Directions for this task: Write out each entry below exactly. Do not include the images.

Supplied records:
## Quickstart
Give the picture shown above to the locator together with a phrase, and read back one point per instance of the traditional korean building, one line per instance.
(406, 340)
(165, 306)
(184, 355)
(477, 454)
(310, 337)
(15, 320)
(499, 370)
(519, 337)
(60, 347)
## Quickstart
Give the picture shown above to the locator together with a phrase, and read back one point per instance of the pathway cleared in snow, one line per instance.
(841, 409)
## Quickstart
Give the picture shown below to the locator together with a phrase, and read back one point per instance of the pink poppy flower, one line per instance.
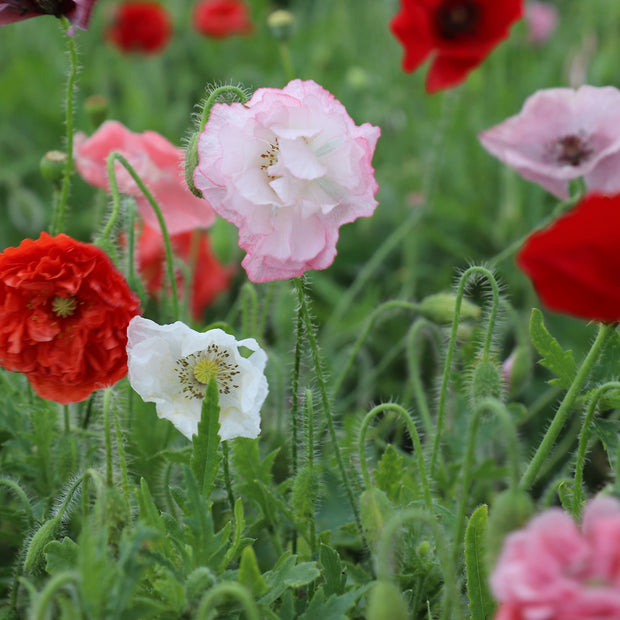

Reply to the exercise:
## Quickstart
Give the picture shown above to the locator together with a phrase, and read back one point per instance of the traditional korean building, one line per instance.
(406, 340)
(165, 306)
(184, 355)
(477, 454)
(310, 337)
(15, 320)
(499, 370)
(519, 337)
(60, 347)
## Quickstart
Give the picture shown above to the locator together with a phrase, and read back one point per instance of the pathway cleared in snow, one line per instance.
(841, 409)
## Quickstart
Give the picture shown below to the locator together with a phrase, and read back one point per instance of the pink poppy flower, one line per instance.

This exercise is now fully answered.